Proposals to introduce a monthly fee for verified users and concerns surrounding Musk’s willingness to tackle misinformation have created a surge in interest for a small decentralised social network called Mastodon.

First unveiled in 2016, Mastodon has grown in recent weeks and is stoically committed to remaining free to use and free of ads.

Visually, Mastodon mimics the appearance of Twitter with a timeline comprised of brief updates presented in chronological order. However unlike Twitter, users subscribe to different servers overseen by different groups and individuals. There is no central platform bringing together all the content for a single view, as is the case on Twitter, Facebook and Instagram.

Mastodon is an open source social networking platform, meaning that users are able to use the site’s tool to make their own networks. If you hear of people leaving Twitter for Mastodon, they are actually leaving for an independent site that is hosted by Mastodon and its freely-available technology.

□ □ □ □ □ □ □

### Given instruction
Copy out the full passage about Mastodon word for word.

### Given entries
□ □ □ □ □ □ □

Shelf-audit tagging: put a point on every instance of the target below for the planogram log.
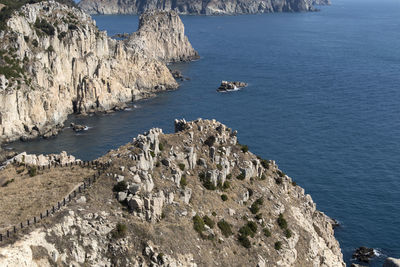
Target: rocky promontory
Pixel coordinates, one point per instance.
(197, 7)
(192, 198)
(55, 61)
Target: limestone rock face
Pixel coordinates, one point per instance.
(155, 217)
(68, 66)
(161, 36)
(391, 262)
(198, 7)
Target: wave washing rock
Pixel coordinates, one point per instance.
(60, 63)
(160, 203)
(197, 7)
(230, 86)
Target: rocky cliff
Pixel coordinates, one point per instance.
(193, 198)
(196, 7)
(161, 35)
(54, 61)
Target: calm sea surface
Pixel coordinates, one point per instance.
(323, 101)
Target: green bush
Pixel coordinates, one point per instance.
(119, 231)
(267, 233)
(32, 171)
(120, 186)
(254, 208)
(183, 182)
(252, 226)
(258, 217)
(241, 176)
(226, 185)
(208, 221)
(288, 233)
(224, 197)
(198, 224)
(160, 147)
(225, 228)
(44, 26)
(282, 222)
(244, 241)
(278, 245)
(181, 166)
(278, 180)
(210, 141)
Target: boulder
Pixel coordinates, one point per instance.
(364, 254)
(230, 86)
(391, 262)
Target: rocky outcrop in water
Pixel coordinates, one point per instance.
(197, 7)
(55, 62)
(193, 198)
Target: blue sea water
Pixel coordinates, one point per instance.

□ □ □ □ □ □ □

### Problem solution
Proposals to introduce a monthly fee for verified users and concerns surrounding Musk’s willingness to tackle misinformation have created a surge in interest for a small decentralised social network called Mastodon.

First unveiled in 2016, Mastodon has grown in recent weeks and is stoically committed to remaining free to use and free of ads.

Visually, Mastodon mimics the appearance of Twitter with a timeline comprised of brief updates presented in chronological order. However unlike Twitter, users subscribe to different servers overseen by different groups and individuals. There is no central platform bringing together all the content for a single view, as is the case on Twitter, Facebook and Instagram.

Mastodon is an open source social networking platform, meaning that users are able to use the site’s tool to make their own networks. If you hear of people leaving Twitter for Mastodon, they are actually leaving for an independent site that is hosted by Mastodon and its freely-available technology.